* _EXERCISE BRIEF_
From the line holding "point: the jacket" to the final line below, restate each line word for word and add nothing.

━━ DATA LISTING

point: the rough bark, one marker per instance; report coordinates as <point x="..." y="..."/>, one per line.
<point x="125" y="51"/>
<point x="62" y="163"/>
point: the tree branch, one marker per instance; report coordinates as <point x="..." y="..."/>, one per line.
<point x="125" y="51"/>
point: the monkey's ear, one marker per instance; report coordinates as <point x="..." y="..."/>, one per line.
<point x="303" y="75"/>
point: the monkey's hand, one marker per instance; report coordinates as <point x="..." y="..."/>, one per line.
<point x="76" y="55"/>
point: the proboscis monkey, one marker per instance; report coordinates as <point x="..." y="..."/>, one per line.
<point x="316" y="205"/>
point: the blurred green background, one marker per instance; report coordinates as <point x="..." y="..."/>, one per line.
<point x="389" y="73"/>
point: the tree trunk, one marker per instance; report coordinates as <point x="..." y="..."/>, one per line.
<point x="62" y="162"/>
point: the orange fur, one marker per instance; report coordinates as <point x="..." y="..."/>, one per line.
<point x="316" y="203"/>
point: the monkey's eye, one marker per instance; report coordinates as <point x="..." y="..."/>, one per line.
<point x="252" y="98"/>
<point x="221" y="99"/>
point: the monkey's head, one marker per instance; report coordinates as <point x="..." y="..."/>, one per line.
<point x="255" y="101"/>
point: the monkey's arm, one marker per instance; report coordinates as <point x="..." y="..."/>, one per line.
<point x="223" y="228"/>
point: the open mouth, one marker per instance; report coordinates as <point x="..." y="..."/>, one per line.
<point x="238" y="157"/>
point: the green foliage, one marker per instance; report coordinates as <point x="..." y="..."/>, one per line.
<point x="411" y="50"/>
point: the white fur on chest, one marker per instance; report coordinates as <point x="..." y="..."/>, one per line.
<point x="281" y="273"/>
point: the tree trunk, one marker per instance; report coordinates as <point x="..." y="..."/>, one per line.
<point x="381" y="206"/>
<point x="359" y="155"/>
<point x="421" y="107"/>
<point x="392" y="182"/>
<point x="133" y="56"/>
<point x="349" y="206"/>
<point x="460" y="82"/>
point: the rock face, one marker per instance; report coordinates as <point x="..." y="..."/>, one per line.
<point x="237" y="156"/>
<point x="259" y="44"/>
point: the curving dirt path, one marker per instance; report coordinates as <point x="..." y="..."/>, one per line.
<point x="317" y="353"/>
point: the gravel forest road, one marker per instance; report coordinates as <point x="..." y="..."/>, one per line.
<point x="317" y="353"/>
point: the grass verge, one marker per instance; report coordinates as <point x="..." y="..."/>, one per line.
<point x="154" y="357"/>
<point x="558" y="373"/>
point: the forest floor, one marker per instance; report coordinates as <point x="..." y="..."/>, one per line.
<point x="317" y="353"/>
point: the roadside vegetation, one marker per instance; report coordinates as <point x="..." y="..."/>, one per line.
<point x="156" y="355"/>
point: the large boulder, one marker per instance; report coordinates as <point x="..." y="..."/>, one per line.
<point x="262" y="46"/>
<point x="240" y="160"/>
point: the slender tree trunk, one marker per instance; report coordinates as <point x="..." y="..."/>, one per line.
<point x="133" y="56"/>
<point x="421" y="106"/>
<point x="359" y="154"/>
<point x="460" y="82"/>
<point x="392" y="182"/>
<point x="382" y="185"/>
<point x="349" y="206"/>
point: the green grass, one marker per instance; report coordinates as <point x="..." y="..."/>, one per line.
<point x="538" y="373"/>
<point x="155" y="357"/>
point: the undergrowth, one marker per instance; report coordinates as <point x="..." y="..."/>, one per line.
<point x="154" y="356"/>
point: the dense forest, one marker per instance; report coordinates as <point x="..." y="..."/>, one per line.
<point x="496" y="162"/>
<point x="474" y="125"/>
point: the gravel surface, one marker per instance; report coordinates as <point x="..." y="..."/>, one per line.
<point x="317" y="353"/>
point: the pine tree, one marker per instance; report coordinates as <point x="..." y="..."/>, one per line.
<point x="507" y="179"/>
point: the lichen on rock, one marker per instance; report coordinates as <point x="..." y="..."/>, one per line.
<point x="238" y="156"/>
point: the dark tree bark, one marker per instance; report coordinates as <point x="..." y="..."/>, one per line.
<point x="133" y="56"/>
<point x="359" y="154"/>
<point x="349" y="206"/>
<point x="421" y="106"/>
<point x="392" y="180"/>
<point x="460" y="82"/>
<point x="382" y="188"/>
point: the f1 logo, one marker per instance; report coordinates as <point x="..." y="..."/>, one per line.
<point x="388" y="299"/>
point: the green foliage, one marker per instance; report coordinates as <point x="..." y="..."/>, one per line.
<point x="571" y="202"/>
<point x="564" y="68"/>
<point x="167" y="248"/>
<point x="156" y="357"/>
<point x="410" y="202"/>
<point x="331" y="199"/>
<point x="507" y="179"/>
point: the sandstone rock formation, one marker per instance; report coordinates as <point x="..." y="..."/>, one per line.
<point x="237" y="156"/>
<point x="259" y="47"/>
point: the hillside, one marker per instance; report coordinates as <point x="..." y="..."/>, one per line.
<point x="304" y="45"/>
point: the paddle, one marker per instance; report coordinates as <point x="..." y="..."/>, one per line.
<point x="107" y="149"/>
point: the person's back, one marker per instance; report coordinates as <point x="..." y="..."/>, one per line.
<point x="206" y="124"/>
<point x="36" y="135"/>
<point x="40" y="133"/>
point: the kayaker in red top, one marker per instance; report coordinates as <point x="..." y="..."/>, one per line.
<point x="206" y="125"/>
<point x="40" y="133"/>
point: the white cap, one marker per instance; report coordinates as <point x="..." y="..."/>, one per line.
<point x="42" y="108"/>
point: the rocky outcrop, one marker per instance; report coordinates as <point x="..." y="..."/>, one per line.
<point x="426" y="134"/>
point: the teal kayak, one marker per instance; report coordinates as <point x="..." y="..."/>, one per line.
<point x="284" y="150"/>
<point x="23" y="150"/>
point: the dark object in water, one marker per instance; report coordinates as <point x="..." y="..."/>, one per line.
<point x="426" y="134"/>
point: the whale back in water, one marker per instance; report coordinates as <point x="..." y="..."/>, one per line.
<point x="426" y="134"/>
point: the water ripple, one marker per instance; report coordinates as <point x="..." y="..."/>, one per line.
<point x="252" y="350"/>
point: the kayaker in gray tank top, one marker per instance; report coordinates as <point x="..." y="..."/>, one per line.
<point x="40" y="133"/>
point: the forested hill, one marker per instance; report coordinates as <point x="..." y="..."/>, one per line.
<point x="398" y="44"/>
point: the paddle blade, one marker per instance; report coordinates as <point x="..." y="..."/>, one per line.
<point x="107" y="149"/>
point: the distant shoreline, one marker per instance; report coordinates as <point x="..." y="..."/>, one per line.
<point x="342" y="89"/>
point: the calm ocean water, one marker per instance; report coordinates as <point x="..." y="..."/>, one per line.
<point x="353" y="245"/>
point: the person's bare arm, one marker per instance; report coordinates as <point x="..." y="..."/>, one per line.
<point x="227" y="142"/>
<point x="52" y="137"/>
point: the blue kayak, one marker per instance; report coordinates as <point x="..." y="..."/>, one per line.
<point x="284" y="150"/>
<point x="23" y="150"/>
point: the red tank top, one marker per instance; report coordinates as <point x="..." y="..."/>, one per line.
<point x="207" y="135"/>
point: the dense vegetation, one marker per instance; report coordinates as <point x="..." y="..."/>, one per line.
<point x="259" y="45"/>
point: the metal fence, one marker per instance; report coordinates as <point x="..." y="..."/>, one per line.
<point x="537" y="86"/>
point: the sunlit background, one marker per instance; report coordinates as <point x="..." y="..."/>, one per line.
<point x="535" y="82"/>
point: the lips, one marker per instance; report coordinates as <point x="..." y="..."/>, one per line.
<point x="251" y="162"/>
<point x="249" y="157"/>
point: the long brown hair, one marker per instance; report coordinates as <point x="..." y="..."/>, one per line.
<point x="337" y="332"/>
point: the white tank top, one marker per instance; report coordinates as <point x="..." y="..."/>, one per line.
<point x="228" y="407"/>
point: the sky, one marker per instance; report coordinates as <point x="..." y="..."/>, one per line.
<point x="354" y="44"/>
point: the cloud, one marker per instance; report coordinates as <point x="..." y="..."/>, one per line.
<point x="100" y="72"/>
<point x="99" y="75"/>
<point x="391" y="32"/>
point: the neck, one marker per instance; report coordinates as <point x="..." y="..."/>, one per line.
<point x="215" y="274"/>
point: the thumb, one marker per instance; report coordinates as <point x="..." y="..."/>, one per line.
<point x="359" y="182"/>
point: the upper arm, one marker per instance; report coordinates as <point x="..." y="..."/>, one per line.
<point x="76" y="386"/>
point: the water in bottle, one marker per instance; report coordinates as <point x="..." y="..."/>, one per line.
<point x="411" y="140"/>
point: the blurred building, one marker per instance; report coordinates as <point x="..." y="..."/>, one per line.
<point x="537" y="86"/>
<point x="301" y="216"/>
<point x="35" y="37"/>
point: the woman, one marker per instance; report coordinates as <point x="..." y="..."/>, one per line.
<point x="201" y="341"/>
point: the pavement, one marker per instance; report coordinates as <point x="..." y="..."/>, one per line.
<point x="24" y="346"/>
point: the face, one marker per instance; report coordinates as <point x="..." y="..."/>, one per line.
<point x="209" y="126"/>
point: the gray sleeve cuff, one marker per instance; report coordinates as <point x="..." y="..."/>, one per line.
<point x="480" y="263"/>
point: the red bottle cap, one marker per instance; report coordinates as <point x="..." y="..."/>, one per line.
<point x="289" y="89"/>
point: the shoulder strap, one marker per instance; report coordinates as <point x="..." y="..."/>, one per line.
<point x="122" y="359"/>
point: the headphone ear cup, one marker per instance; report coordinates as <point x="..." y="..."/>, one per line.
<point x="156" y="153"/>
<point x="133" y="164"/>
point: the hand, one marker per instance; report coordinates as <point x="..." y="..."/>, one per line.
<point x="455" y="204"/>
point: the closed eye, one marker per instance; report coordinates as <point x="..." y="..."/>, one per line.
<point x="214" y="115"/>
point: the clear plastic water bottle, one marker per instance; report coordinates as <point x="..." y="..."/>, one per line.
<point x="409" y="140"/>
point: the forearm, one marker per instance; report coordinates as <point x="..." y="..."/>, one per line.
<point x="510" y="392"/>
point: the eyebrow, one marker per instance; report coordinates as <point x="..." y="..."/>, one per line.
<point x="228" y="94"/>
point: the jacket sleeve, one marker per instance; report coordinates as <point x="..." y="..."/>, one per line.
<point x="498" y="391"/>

━━━━

* _RESPONSE BELOW_
point: the jacket sleeve, one marker per instance; report coordinates as <point x="..." y="..."/>, one per line.
<point x="498" y="391"/>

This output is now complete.